# Drilling GRP any tips?



## lifeson (Sep 13, 2010)

I have ordered a cycle rack for my MH which I am going to fit myself.
This is going to involve drilling through the back panel of the MH    
Any tips for drilling holes through GRP panels?
I should imagine slowly, apply masking tape to the area to avoid slipping but any more tips greatfully received.


----------



## Chudders (Jul 5, 2008)

Never had the bottle to do it myself. Your suggestions seem to me to cover the safe drilling. I couldn,t bring myself to do it. Inside the vehicle it needs spreader plates to spread the load and a length of metal tube between the inner and outer skins to prevent compression when tightening the bolts and it all got to complicated and risky for me.
Good luck with the fitting.
Dave


----------



## ched999uk (Jan 31, 2011)

I think you need to start with a very small drill and work up to the size you want.

Note: I have only ever drilled fibreglass on a 1970's Reliant Scimitar and that fibreglass was thick (8-10mm).

Good Luck.


----------



## brillopad (Mar 4, 2008)

Measure 4 times drill once,

Dennis


----------



## ramblingon (Jul 15, 2009)

Use a tiny pilot drill first then get someone to support the inside with a lump of wood while you drill the correct size -let the drill bit do the work.

Below -not the same construction I know but useful information just the same..
http://www.pedelecs.co.uk/forum/electric-bicycles/4172-fitting-bike-rack-motorhome.html


----------



## ched999uk (Jan 31, 2011)

Your tasks —
1 – In the thread on drilling GRP, retype the passage that begins at the words "I should imagine" and stops after "risky for me.".
2 – Extend the thread on drilling GRP, picking up after its final line.
The entries have nothing to do with the thread on drilling GRP.

Information provided —
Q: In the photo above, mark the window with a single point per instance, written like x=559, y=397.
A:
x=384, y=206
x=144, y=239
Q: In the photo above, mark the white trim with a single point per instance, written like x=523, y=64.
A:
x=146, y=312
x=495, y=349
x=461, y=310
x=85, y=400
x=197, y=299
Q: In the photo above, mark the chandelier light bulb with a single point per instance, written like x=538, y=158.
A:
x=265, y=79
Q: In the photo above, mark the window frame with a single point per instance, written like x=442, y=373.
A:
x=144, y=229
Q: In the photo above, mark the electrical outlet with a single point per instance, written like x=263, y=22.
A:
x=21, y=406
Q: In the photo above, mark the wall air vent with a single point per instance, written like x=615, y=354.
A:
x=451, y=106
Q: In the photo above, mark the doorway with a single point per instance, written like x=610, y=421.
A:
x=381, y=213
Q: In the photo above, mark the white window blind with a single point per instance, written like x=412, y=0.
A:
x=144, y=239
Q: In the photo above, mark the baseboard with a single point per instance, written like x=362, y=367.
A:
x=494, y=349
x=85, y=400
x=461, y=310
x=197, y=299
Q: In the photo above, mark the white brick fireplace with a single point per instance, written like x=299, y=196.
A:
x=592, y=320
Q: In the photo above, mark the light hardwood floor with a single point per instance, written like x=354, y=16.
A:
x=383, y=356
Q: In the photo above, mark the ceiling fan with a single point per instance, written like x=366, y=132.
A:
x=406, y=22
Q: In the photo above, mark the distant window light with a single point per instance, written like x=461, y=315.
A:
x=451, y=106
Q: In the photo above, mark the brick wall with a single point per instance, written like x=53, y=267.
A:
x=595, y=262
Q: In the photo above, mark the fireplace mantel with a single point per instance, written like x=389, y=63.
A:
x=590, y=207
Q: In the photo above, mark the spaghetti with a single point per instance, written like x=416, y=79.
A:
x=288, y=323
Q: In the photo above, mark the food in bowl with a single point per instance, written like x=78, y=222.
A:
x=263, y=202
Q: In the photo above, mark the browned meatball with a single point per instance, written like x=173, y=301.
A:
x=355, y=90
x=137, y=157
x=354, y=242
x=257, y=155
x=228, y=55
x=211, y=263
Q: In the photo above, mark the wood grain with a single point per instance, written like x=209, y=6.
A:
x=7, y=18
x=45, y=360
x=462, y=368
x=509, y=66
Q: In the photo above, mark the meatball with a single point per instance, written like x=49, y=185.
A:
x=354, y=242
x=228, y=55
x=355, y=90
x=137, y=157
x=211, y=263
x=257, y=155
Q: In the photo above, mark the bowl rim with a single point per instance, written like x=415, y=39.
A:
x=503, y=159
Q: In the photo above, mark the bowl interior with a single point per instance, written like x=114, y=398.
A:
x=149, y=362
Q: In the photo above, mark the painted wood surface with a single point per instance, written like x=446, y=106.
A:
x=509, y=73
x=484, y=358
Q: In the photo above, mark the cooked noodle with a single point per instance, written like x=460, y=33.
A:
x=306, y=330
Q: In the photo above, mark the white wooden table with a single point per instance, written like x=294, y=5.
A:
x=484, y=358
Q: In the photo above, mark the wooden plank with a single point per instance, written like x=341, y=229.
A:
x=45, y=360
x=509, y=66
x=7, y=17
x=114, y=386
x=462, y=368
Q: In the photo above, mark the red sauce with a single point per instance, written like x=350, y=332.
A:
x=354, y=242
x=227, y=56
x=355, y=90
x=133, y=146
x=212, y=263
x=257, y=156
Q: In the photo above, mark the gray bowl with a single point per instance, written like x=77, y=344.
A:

Answers —
1 –
I should imagine slowly, apply masking tape to the area to avoid slipping but any more tips greatfully received.


----------



## Chudders (Jul 5, 2008)

Never had the bottle to do it myself. Your suggestions seem to me to cover the safe drilling. I couldn,t bring myself to do it. Inside the vehicle it needs spreader plates to spread the load and a length of metal tube between the inner and outer skins to prevent compression when tightening the bolts and it all got to complicated and risky for me.

2 –
As Dennis said PLUS check out what is behind the panel, the depth and where all your cables and pipes are!!!!


----------



## peribro (Sep 6, 2009)

I'm sure this has been discussed before but do you have the "map" of the load bearing panels? I know that when I bought my Autotrail, the dealer was not prepared to fix a cycle carrier as they hadn't at that time received the details from Autotrail of where the load bearing panels were and hence where they could drill.


----------



## StewartJ (Nov 20, 2009)

Agree with all other posters start with small pilot drill and work upwards. I would stick masking tape down to panel and mark centres for holes on it this will prevent drill slipping/skidding and damaging surface. Use sharp drills to prevent edge chipping. 

Once you have small hole through as you use bigger drills drill halfway from each side if going all the way through again to prevent chipping on inside facings.

Stewart


----------



## Penquin (Oct 15, 2007)

I agree with the above tips and would add to masking tape a washer on first so that you stay within that - GRP is fairly soft from my experience and it drills easily using a bit designed for metal and NOT pushed through.

Start with a VERY small pilot hole (2mm) then gradually open up in 2mm steps. I found if you tried to use too big a bit it (a) skidded and (b) shredded the GRP sideways somewhat. Sharpness is very important.

DO check carefully what is inside if you can - both for supporting components and wires/pipes etc - although not so likely on the rear except for the wires to lights/cameras etc.

Do make sure that you use e.g. Sikaflex to seal as bolts go through - a decent seal now will prevent problems later. And don't forget the spreader bars inside.......

Also beware of tightening too much - you do not want to distort the GRP so sleeves around the bolts are useful if they are available.

Hope those extra hints help,

Dave


----------



## sheringham (Mar 24, 2006)

Agree with all that has been said before.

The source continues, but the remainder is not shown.